** Exercise directions **
Output the entries verbatim, including every line.

Dataset entries
==========

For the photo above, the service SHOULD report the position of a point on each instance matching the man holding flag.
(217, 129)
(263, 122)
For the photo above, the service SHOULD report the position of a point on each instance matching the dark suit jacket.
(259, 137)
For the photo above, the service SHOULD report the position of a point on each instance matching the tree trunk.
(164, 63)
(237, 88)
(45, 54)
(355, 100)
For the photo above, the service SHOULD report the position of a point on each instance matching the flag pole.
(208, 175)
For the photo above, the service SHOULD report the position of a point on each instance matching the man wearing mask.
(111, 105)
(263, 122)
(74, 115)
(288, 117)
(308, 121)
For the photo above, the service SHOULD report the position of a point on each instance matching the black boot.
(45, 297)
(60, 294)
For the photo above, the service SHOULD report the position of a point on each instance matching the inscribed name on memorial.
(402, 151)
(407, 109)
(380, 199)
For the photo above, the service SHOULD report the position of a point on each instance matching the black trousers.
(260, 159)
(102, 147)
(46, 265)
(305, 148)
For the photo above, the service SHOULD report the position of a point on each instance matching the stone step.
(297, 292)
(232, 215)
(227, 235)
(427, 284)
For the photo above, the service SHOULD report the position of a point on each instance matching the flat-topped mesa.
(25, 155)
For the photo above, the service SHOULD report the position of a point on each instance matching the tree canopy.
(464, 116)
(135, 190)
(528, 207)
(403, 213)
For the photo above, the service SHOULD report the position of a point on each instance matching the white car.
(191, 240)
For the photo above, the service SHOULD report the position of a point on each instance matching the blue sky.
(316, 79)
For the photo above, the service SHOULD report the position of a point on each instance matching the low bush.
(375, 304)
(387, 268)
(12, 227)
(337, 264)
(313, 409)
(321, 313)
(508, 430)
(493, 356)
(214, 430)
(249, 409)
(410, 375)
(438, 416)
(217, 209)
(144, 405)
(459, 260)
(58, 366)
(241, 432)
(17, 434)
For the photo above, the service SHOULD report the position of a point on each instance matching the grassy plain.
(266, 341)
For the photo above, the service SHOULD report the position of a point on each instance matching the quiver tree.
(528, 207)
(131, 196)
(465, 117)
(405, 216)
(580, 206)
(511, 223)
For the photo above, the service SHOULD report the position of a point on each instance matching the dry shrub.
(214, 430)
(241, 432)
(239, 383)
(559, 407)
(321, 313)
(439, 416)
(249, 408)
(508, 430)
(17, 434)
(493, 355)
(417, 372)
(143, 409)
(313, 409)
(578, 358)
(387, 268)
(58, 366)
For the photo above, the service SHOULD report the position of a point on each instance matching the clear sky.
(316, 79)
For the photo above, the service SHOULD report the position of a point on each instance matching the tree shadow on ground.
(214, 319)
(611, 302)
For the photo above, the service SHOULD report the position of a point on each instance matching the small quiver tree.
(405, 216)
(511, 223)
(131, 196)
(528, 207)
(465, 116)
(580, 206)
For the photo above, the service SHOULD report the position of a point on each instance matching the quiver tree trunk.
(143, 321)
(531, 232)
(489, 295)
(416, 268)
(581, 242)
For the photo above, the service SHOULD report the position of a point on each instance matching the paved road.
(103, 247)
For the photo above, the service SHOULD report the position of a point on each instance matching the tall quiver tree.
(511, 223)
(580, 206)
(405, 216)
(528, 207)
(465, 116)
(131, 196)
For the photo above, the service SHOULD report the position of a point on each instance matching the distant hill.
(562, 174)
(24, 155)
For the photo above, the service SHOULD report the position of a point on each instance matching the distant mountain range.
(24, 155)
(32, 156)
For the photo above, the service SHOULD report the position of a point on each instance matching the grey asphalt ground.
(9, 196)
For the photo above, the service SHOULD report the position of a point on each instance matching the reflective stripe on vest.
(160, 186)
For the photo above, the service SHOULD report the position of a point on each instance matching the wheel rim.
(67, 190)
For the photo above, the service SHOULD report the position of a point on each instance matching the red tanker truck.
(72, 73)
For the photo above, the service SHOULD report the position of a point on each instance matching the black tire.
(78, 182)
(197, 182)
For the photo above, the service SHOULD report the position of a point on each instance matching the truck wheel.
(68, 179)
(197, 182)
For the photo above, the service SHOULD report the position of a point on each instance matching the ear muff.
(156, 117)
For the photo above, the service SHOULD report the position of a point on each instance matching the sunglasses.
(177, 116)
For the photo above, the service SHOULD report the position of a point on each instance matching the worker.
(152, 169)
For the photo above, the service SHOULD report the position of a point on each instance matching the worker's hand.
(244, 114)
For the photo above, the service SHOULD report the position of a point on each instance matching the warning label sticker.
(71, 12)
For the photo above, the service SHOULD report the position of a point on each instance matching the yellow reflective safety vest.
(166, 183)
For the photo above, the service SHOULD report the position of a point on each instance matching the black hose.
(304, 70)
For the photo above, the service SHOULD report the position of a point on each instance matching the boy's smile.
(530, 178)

==========

** Problem solution **
For the photo above, the service SHOULD report the position of a point on each instance matching the man holding flag.
(217, 129)
(263, 122)
For the photo above, the service SHOULD report the position of a point on each instance matching the dark suit jacket.
(259, 137)
For the photo above, the service SHOULD report the position of a point on each instance matching the tree trunk.
(164, 63)
(237, 88)
(45, 54)
(355, 100)
For the photo above, the service SHOULD report the position of a point on each instance matching the flag pole.
(208, 175)
For the photo above, the service SHOULD report the position of a point on each instance matching the man wearing mask.
(111, 105)
(263, 122)
(74, 115)
(288, 117)
(308, 121)
For the photo above, the service SHOULD report the position of a point on each instance matching the black boot.
(45, 297)
(60, 294)
For the photo above, the service SHOULD report the position of a point on each instance matching the inscribed name on memorial.
(402, 151)
(407, 109)
(380, 199)
For the photo above, the service SHOULD report the position of a point on each instance matching the black trousers.
(260, 159)
(102, 147)
(46, 265)
(305, 148)
For the photo above, the service SHOULD report the position of a point on each instance matching the stone step.
(297, 292)
(232, 215)
(227, 235)
(427, 284)
For the photo above, the service SHOULD report the position of a point on each instance matching the flat-topped mesa.
(25, 155)
For the photo above, the service SHOULD report the position of a point on each instance matching the tree canopy.
(464, 116)
(135, 190)
(528, 207)
(403, 213)
For the photo above, the service SHOULD report the position of a point on each instance matching the white car.
(191, 240)
For the photo above, the service SHOULD report the position of a point on each instance matching the blue sky.
(316, 79)
For the photo above, the service SHOULD report the position of a point on each instance matching the low bush.
(375, 304)
(387, 268)
(12, 227)
(337, 264)
(313, 409)
(321, 313)
(508, 430)
(493, 356)
(214, 430)
(249, 409)
(410, 375)
(438, 416)
(217, 209)
(144, 405)
(459, 260)
(58, 366)
(241, 432)
(17, 434)
For the photo above, the service SHOULD report the position of a point on each instance matching the grassy plain.
(266, 341)
For the photo above, the service SHOULD report the position of a point on each instance matching the quiver tree.
(528, 207)
(131, 196)
(465, 117)
(405, 216)
(580, 206)
(511, 223)
For the photo above, the service SHOULD report the position of a point on each instance matching the dry shrub.
(214, 430)
(241, 432)
(239, 383)
(559, 407)
(321, 313)
(439, 416)
(249, 408)
(508, 430)
(17, 434)
(493, 355)
(417, 372)
(143, 409)
(313, 409)
(578, 358)
(387, 268)
(58, 366)
For the photo above, the service SHOULD report the position of a point on each instance matching the clear sky.
(316, 79)
For the photo above, the service SHOULD report the position of a point on each instance matching the tree shadow on ground.
(214, 319)
(611, 302)
For the photo above, the service SHOULD report the position of a point on each instance matching the small quiver tree.
(405, 216)
(511, 223)
(131, 196)
(528, 207)
(465, 116)
(580, 206)
For the photo above, the service SHOULD report the position of a point on each instance matching the quiver tree trunk.
(143, 321)
(531, 232)
(489, 295)
(416, 268)
(581, 242)
For the photo above, the service SHOULD report the position of a point on each instance matching the paved road.
(103, 247)
For the photo above, the service SHOULD report the position of a point on each instance matching the tall quiver tree.
(511, 223)
(580, 206)
(405, 216)
(528, 207)
(465, 116)
(131, 196)
For the photo above, the service SHOULD report the position of a point on each instance matching the distant hill.
(562, 174)
(24, 155)
For the photo above, the service SHOULD report the position of a point on each instance matching the distant mountain range.
(24, 155)
(32, 156)
For the photo above, the service SHOULD report the position of a point on each instance matching the grey asphalt ground.
(9, 196)
For the photo above, the service SHOULD report the position of a point on each instance matching the reflective stripe on vest.
(160, 186)
For the photo above, the service SHOULD report the position of a point on each instance matching the wheel rim.
(67, 190)
For the photo above, the service SHOULD report the position of a point on each instance matching the red tanker truck.
(72, 73)
For the photo above, the service SHOULD report the position of a point on each instance matching the black tire.
(78, 182)
(197, 182)
For the photo above, the service SHOULD report the position of a point on each instance matching the truck wheel.
(68, 179)
(197, 182)
For the photo above, the service SHOULD report the position of a point on each instance matching the ear muff.
(156, 117)
For the photo above, the service SHOULD report the position of a point on each instance matching the sunglasses.
(177, 116)
For the photo above, the service SHOULD report the position of a point on each instance matching the worker.
(152, 169)
For the photo above, the service SHOULD report the position of a point on each instance matching the worker's hand.
(244, 114)
For the photo above, the service SHOULD report the position of a point on each instance matching the warning label sticker.
(71, 12)
For the photo above, the service SHOULD report the position of a point on each instance matching the yellow reflective safety vest.
(166, 183)
For the photo above, the service SHOULD report the position of a point on each instance matching the black hose.
(304, 70)
For the photo above, the service SHOULD report the position of a point on each instance matching the boy's smile.
(530, 178)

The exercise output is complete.